▶ _Supplied information_
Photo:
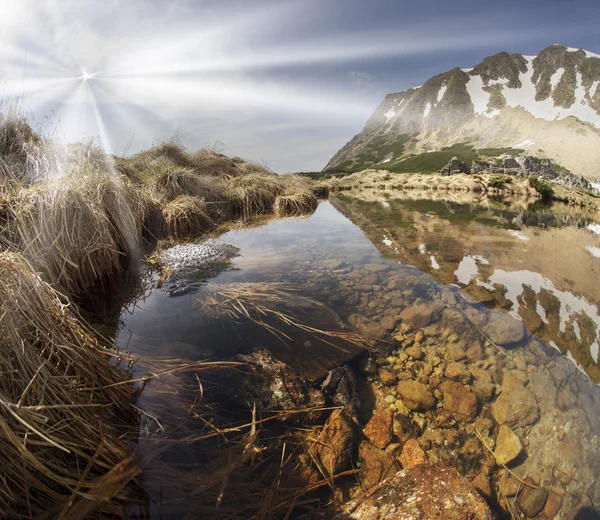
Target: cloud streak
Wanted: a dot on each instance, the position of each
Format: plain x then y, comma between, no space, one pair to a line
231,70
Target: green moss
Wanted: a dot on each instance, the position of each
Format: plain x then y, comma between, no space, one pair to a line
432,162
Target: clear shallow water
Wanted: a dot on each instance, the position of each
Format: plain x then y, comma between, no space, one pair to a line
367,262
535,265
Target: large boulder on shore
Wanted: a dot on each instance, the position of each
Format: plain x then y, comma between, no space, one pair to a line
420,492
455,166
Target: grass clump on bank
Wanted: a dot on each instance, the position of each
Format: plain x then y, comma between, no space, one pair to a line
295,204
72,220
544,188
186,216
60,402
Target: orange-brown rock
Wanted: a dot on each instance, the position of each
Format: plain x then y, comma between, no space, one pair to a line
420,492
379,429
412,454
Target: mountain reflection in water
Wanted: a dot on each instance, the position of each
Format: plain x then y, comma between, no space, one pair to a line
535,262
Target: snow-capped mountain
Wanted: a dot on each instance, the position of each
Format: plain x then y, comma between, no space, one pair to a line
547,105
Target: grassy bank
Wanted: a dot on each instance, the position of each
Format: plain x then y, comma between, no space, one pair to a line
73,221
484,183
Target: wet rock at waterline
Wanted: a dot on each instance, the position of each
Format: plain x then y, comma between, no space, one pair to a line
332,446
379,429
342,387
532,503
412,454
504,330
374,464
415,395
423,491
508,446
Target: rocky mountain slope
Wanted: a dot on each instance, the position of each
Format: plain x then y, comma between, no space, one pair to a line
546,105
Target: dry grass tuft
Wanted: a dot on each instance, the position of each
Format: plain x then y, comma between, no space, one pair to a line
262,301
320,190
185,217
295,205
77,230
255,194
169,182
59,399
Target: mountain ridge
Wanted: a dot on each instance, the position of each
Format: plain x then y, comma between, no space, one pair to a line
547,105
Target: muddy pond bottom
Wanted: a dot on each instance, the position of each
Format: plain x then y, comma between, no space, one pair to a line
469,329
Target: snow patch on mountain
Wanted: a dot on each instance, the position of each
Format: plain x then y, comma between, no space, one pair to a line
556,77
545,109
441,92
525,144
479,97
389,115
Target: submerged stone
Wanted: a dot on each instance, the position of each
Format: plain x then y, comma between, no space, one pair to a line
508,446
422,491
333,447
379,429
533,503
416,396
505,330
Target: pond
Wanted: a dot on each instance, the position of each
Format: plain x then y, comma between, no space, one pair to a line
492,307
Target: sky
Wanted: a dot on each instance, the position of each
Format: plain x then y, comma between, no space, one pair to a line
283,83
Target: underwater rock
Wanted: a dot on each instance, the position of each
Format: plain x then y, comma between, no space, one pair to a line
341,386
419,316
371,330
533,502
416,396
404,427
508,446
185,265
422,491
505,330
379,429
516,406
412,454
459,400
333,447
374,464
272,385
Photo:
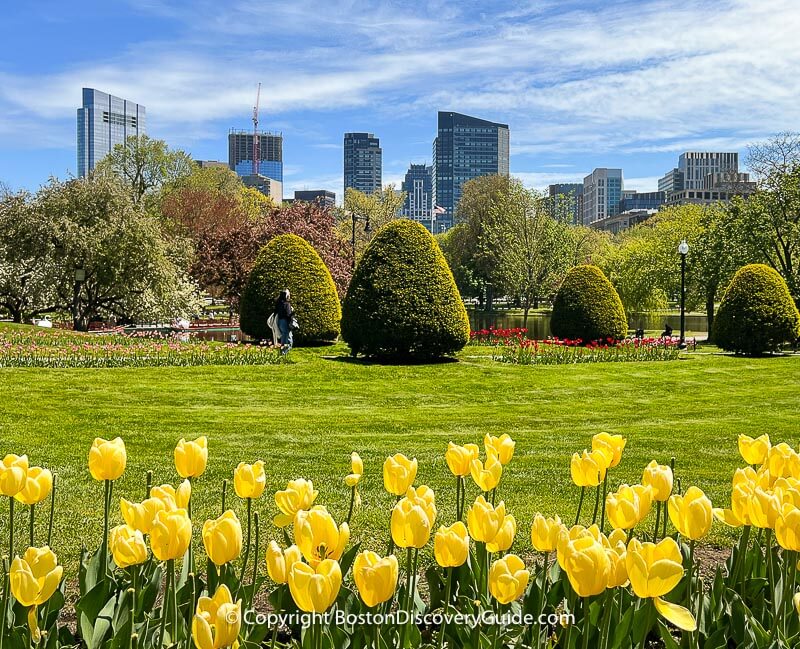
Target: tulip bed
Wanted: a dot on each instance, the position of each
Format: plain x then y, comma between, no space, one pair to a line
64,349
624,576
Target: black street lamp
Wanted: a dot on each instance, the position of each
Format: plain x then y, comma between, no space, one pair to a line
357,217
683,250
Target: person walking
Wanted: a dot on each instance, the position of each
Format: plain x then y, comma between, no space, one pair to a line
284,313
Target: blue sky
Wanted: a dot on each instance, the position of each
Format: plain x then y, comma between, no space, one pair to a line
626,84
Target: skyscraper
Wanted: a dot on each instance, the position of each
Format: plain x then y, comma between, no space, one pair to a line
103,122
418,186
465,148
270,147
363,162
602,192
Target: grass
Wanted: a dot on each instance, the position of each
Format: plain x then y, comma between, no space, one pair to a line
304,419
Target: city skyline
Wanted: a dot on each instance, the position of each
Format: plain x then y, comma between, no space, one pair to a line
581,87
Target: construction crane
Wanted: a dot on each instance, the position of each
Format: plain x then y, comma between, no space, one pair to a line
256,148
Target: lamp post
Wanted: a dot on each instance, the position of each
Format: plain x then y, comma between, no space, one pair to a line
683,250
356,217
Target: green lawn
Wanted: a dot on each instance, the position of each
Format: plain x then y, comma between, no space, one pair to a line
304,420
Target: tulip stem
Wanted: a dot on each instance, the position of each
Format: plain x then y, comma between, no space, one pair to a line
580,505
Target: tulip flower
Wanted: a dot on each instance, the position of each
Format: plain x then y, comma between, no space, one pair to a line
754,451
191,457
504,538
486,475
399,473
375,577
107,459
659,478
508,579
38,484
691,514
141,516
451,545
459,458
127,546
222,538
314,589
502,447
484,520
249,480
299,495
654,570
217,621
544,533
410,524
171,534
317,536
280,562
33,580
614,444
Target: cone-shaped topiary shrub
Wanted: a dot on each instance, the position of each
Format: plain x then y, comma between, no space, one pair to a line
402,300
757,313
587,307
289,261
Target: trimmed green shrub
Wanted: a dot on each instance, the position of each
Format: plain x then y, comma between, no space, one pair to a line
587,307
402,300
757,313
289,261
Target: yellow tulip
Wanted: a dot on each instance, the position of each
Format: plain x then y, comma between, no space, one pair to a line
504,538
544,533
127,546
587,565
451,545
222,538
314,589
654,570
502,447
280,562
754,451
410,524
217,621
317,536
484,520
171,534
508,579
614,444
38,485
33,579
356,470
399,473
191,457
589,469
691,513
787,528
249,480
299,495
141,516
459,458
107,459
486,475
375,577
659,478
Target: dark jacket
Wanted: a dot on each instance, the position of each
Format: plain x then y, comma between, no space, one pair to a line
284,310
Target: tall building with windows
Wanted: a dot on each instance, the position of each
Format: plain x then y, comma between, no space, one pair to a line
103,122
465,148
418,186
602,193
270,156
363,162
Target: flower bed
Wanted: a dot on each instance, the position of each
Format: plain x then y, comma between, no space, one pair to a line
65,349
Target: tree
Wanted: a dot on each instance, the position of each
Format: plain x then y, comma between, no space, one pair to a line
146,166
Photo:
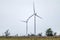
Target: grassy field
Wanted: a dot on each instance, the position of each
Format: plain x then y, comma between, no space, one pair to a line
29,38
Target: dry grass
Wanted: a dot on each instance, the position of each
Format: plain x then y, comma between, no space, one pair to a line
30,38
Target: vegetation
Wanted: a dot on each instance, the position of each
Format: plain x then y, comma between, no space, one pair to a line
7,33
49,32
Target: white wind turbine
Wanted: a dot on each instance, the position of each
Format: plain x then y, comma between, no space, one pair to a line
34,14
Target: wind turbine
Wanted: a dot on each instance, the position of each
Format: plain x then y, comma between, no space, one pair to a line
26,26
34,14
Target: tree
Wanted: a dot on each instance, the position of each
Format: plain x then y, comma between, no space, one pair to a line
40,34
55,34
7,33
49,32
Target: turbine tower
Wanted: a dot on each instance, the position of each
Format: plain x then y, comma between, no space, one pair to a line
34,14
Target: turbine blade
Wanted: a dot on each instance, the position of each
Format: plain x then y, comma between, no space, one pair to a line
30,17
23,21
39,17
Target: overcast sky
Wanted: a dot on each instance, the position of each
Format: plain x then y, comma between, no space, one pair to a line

▶ _Task requirements_
Your task is to retype all the entries exactly and leave out any pictures.

▶ _Solution below_
Photo:
Target: cloud streak
Wanted: a dot on each instance, the position of each
Format: plain x then y, comma between, no space, one pair to a line
231,70
Target: green moss
Wanted: a dot on each instance, the position of each
Format: plain x then y, comma between, no space, one pair to a line
432,162
Target: clear shallow water
Wanted: a dot on each instance, the position of each
Format: plain x then y, comma between, no space, one pair to a line
367,262
535,265
Target: large boulder on shore
Wanted: a dot on each instance, the position of each
Format: plain x then y, comma between, no space, one pair to a line
420,492
455,166
Target: grass clump on bank
Wanted: a dot on each instance, the position of each
Format: plain x then y, comma between, no space, one pair to a line
295,204
72,220
544,188
186,216
60,402
Target: orange-brown rock
Wanted: a dot on each instance, the position of each
Format: plain x then y, comma between, no space, one pair to a line
420,492
379,429
412,454
Target: mountain reflection in water
Wanted: a dot on each instance, the position of each
Format: plain x then y, comma between, no space, one pair to a line
535,262
Target: snow-capped mountain
Wanted: a dot on each instance, the position of each
Format: plain x then y, comma between, no space, one pair to a line
547,105
Target: grassy bank
Wanted: a dot on each instance, the position of each
Format: plain x then y, comma between, no space, one pair to a line
73,221
484,183
Target: wet rock at waterline
Wanted: a dot on each instance, the position of each
Format: plain x then y, comma between, no space, one pair to a line
332,446
379,429
342,387
532,503
412,454
504,330
374,464
415,395
423,491
508,446
Target: rocky mountain slope
Wanted: a dot on each instance, the position of each
Format: plain x then y, comma between, no space, one pair to a line
546,105
Target: dry grass tuft
Wanted: a dot on each instance, the position of each
Format: plain x then y, comma between, no space, one pair to a line
262,301
320,190
185,217
295,205
77,230
255,194
169,182
59,399
Target: mountain ridge
Wanted: a dot on each instance, the position of each
Format: plain x then y, comma between, no space, one pair to a line
547,105
Target: muddy pond bottom
Wanted: a dot on each instance, the position of each
Format: plain x then y, comma between, no space, one pair to a line
469,329
Target: snow patch on mountain
Wanted: a dot on each instance, the position of each
Format: plain x then y, comma between, no space, one pair to a line
556,77
545,109
441,92
525,144
479,97
389,115
Target: submerged stone
Wanted: a dot on each instance, the position of each
Format: plain x then y, comma between, no space, one pair to a line
508,446
422,491
333,447
379,429
533,503
416,396
505,330
Target: pond
Wanted: a dot on each instance, the position of each
Format: plain x then y, comma between, no space, one pair to a line
492,307
Target: sky
Wanted: a dot on each instance, the position of each
Format: plain x then y, comma between, no space, one pair to a line
283,83
Target: underwater rock
Wanted: a dot on each instance, the position of each
Format: plain x then y, comma between, no space, one pair to a line
341,386
419,316
371,330
533,502
416,396
404,427
508,446
185,265
422,491
505,330
379,429
516,406
412,454
459,400
333,447
374,464
272,385
Photo:
Target: tulip bed
Wanted: a dot on each instance, the position of each
Format: plain x then y, comma between, no space, one pair to a line
64,349
624,576
Target: black street lamp
Wanted: a dot on each instance, the position of each
Format: plain x then y, comma between, no space, one pair to a line
357,217
683,250
Target: person walking
Wanted: a dot on each instance, the position of each
Format: plain x then y, comma between, no space, one pair to a line
284,313
Target: blue sky
Wanted: a dot on each instance, the position of each
Format: plain x then y, comma between, no space, one pair to a line
626,84
Target: skyscraper
Wanted: a dot on each instance, the position of each
Format: plain x then y, comma between, no space, one pair to a line
103,122
418,186
465,148
270,147
363,162
602,192
Target: grass
Wanted: a dot on each instance, the position of each
Format: plain x then y, comma between, no space, one pair to a line
304,419
Target: city skyline
Wanted: a dot on each instance, the position of each
Format: plain x then y, comma between, no space, one pair to a line
581,87
Target: construction crane
Wanted: a dot on each instance, the position of each
Format: plain x then y, comma between, no space, one pair to a line
256,148
Target: lamp post
Wanted: a dot on each instance, the position of each
Format: plain x then y, comma between, no space, one pair to a line
683,250
356,217
Target: green lawn
Wanted: a dot on each instance, the position of each
Format: plain x then y, comma between, no space, one pair to a line
304,420
Target: tulip stem
Wanted: a dot on each instance, the position of each
Format: plain x then y, comma between, no space, one pair to a line
580,505
Target: tulip flower
Wanted: a dot on each instance, the position of each
Format: plain x then y, comma between, no space, one pair to a line
754,451
191,457
504,538
486,475
399,473
375,577
107,459
659,478
508,579
38,484
691,514
141,516
451,545
459,458
127,546
222,538
314,589
502,447
484,520
249,480
299,495
654,570
217,621
544,533
410,524
171,534
317,536
280,562
33,580
614,444
Target: cone-shaped topiary shrub
Wanted: a dot on each instance, the position of each
Format: plain x then y, comma between, no space, one pair to a line
402,300
757,313
587,307
289,261
Target: trimmed green shrub
Wanted: a dot on each instance, the position of each
Format: plain x then y, comma between, no space, one pair to a line
587,307
402,300
757,313
289,261
Target: yellow tulip
Wanted: a dot on each instance, the position of each
Format: plain x then y, comma between, no space, one pair to a line
504,538
544,533
127,546
587,565
451,545
222,538
314,589
654,570
502,447
280,562
754,451
410,524
217,621
317,536
484,520
171,534
508,579
614,444
38,485
33,579
356,470
399,473
191,457
589,469
691,513
787,528
249,480
299,495
141,516
459,458
107,459
486,475
375,577
659,478
Target: dark jacket
Wanted: a dot on each instance, the position of each
Format: plain x then y, comma between, no space, one pair to a line
284,310
Target: tall building with windows
Wanted: a dot on each instance, the position of each
Format: plain x then y, comma between, no space, one pair to a line
103,122
465,148
418,186
602,193
270,156
363,162
Target: flower bed
Wanted: a dot on each instance, the position of each
Format: plain x then y, comma between, no space, one pair to a line
65,349
Target: tree
Wanted: a dot on each instance, the position of each
Format: plain x then y, comma between, no space, one pair to a line
146,166
Photo:
Target: grassy field
Wanted: a dot on each instance, the position of each
Format: plain x then y, comma between, no space, one pair to a line
29,38
Target: dry grass
Wanted: a dot on each instance, the position of each
Format: plain x then y, comma between, no space, one pair to a line
30,38
Target: vegetation
Wanted: a dot on each instance, the position of each
Format: plain x then y, comma between, no space, one pair to a line
7,33
49,32
Target: white wind turbine
Wanted: a dot on each instance, the position of each
Format: plain x then y, comma between, no space, one pair to a line
34,14
Target: wind turbine
Wanted: a dot on each instance, the position of each
Format: plain x then y, comma between, no space, one pair to a line
26,26
34,14
Target: tree
Wanted: a dot on each instance, the position of each
Format: plain x then y, comma between, no space, one pair to a line
40,34
55,34
7,33
49,32
Target: turbine tower
Wanted: a dot on each instance, the position of each
Format: plain x then y, comma between, no space, one pair to a line
34,14
Target: turbine blade
Wanted: a dot on each instance, the position of each
Format: plain x then y, comma between, no space, one pair to a line
30,17
23,21
39,17
Target: overcast sky
Wanted: a dot on each instance, the position of each
Format: plain x then y, comma between, no space, one pair to a line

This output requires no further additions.